• **SUPPLIED MATERIAL**
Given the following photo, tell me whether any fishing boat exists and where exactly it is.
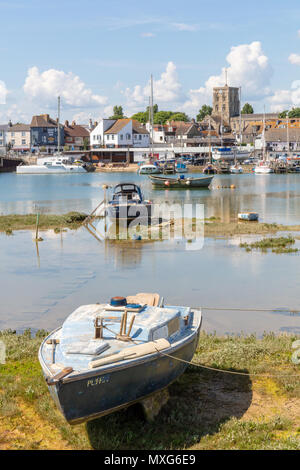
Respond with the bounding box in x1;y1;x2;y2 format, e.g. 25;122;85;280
149;175;213;189
107;183;153;221
175;162;188;173
230;164;243;175
238;212;258;222
138;163;161;175
39;294;201;424
16;154;88;175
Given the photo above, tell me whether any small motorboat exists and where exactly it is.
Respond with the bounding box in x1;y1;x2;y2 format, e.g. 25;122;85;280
254;161;274;175
149;175;213;189
39;294;201;424
230;165;243;175
238;212;258;222
175;162;188;173
138;163;161;175
107;183;153;221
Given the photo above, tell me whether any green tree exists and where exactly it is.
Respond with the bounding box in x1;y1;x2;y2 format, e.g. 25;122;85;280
289;108;300;118
109;105;126;119
278;109;288;119
242;103;254;114
153;111;173;124
131;111;149;124
169;112;189;122
196;104;212;122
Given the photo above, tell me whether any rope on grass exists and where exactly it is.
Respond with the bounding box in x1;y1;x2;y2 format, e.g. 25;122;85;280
156;349;300;378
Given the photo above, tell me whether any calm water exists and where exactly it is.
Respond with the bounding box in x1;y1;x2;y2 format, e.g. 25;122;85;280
0;174;300;334
0;173;300;224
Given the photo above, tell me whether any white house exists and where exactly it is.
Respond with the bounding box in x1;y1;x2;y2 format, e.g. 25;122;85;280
90;119;149;149
0;124;8;153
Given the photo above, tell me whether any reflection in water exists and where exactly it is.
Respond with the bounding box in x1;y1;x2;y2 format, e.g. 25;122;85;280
0;173;300;224
0;228;300;335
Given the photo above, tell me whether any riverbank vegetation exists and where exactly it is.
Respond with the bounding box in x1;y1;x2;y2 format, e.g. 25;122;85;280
240;235;299;253
0;212;87;235
0;330;300;450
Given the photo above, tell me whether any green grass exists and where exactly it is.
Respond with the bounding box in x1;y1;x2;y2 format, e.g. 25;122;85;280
0;331;300;450
0;212;87;235
240;235;298;253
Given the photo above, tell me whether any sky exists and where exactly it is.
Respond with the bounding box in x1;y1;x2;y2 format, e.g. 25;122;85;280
0;0;300;124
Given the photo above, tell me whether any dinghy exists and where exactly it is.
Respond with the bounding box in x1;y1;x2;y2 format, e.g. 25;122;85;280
39;294;201;424
148;175;213;189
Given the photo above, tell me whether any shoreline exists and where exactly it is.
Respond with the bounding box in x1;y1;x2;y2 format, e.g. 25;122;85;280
0;216;300;241
0;331;300;450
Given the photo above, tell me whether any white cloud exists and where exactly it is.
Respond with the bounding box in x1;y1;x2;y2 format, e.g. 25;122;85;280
184;41;272;113
172;23;198;31
289;54;300;65
23;67;107;107
0;80;8;104
141;33;155;38
123;62;185;112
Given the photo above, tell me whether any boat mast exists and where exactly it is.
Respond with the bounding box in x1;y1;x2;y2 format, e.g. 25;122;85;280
262;106;266;163
57;96;60;155
240;86;243;150
150;74;153;159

• **WHAT YOU SHOULD DO**
Reproduce the entire listing above verbatim, keeping every character and line break intact. Omit the picture from your copy.

• **RESULT FOR THIS TASK**
Given the following photo, tell me whether any fishing boat exists and where exactly it is.
Respond with the bounding box in x1;y1;x2;y2 format, e.g. 25;122;85;280
149;175;213;189
107;183;153;221
175;162;188;173
230;164;243;175
238;212;258;222
138;163;161;175
39;294;201;424
16;154;88;175
Given the photo above, tell me whether any small motorboat exists and where exactly it is.
Respond with the bounding box in x1;y1;x2;y2 format, e.g. 25;122;85;280
254;161;274;175
149;175;213;189
39;294;201;424
230;165;243;175
238;212;258;222
175;162;188;173
138;163;161;175
107;183;153;221
Given the photo above, tell me whether any green tree exists and where exactly it is.
Respond with the bounding box in x1;y1;x2;y2 format, e.g. 25;122;85;280
289;108;300;118
109;105;126;119
278;109;288;119
242;103;254;114
153;111;173;124
131;111;149;124
169;112;189;122
196;104;212;122
Given the photo above, tell me whether any rope on grass exists and where exactly it is.
Respond with the bounding box in x1;y1;x2;y2 format, e.g. 25;122;85;280
156;349;300;378
Given the photo above, tell me whether any calm water exists and where exactly it is.
Respond with the bounding box in x1;y1;x2;y2 format, e.g. 25;122;85;280
0;174;300;334
0;173;300;224
Given the photo above, tell me whether any white house exists and where exactly it is.
Respond with the bounding box in x1;y1;x2;y2 format, e.g. 25;122;85;280
90;119;149;149
0;124;8;153
Given the photo above, tell me whether any reflection in water exists and where exactly it is.
Respond with the bounding box in x1;y1;x2;y2 format, e.g. 25;122;85;280
0;173;300;224
0;228;300;335
Given the photo above, tell me whether any riverbank vegetation exists and where exactly it is.
Respond with the bounding box in x1;y1;x2;y2 format, e.g. 25;122;85;280
240;235;299;253
0;212;87;235
0;330;300;450
Given the photo above, tell me whether any green grass exists and where exactly it is.
Respond with the bounding box in x1;y1;x2;y2 format, e.g. 25;122;85;280
0;331;300;450
0;212;87;235
240;235;298;253
Given the photo above, tell me whether any sky exists and where exactly it is.
Respond with the bounding box in x1;y1;x2;y2 format, e.g. 25;122;85;280
0;0;300;124
Given the photo above, tell me whether any dinghy exists and where exactly it is.
Respond with the bounding box in x1;y1;x2;y2 format, e.g. 25;122;85;280
39;294;201;424
148;175;213;189
Given the photo above, tell me whether any shoreline exists and where exactly it is.
Respond with the bounding box in x1;y1;x2;y2 format, e.g. 25;122;85;280
0;216;300;241
0;331;300;450
Given the photo above, tell me whether any white cloud exists and where exactly it is.
Respond with the bounding box in x1;y1;x2;y2 format, e.g. 25;122;85;280
184;41;272;113
172;23;198;31
289;54;300;65
23;67;107;107
0;80;8;104
141;33;155;38
123;62;185;112
Given the photo above, tell me whether any boat mast exists and where exactly it is.
Respond with the bounding box in x1;y1;x2;y2 format, e.g. 25;122;85;280
262;106;266;163
57;96;60;155
240;86;243;150
150;74;153;159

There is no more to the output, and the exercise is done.